▶ EXCERPT TO READ
== Segment start ==

In 1804, the Highlands Turnpike, a more level alternative route to the Post Road currently followed by US 9, was opened. At the hamlet, it deviated slightly from the current alignment, following Indian Brook down to a four-way junction known as the Bend, where a now-abandoned roadway went south over the brook to rejoin the road still in use.

Warren was not able to buy his land outright until 1821, when a compensation claim by the heirs of Frederick Philipse, the local landowner whose holdings had been confiscated by the state for his Loyalist sympathies during the war, was settled on the condition that all leaseholds be abolished.

Sometime in the early 19th century (the exact date is not known), John Warren dammed Indian Brook to create a mill and pond as a way of increasing the economic worth of his property. This began to make the farm into a settlement rather than just a rest stop on a long highway, as the other three houses in the district were built during this period. They show the influence of the Federal style popular in the new nation at the time. Samuel Warren's house was also enlarged during this period, and the sections of the brook nearby were channelized to control flooding

The Warren brothers both died in the mid-1830s. After a series of transactions that briefly took John's property out of the family, by 1854 it was back in the family, owned by his son-in-law John Nelson. Samuel's home remained in his descendants' hands for another four decades.

John Nelson closed the tavern, since the rise of the railroads had diverted much of the traffic once handled by the Post Road to the riverside, and used the building as his family residence. Maps now named the area Nelson's Corner. He continued to operate the mill. A school was built in 1844, but other than that there were few changes to the hamlet in the late 19th century, as the focus of the economy had moved elsewhere with the rise of industry.

== Segment end ==

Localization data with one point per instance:

== Segment start ==

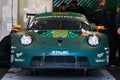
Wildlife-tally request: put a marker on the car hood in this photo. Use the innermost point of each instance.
(60, 33)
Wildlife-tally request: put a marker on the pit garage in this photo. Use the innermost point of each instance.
(40, 40)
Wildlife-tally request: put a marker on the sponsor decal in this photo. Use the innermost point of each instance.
(100, 60)
(12, 51)
(19, 60)
(106, 48)
(13, 47)
(100, 55)
(19, 54)
(60, 52)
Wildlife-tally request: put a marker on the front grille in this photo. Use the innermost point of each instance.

== Segment end ==

▶ TASK TO CARRY OUT
Using the hamlet history above, please explain why John Nelson closed the tavern.

▶ EXPECTED ANSWER
John Nelson closed the tavern because the rise of the railroads had diverted much of the traffic that the Post Road once carried to the riverside. He then used the building as his family residence.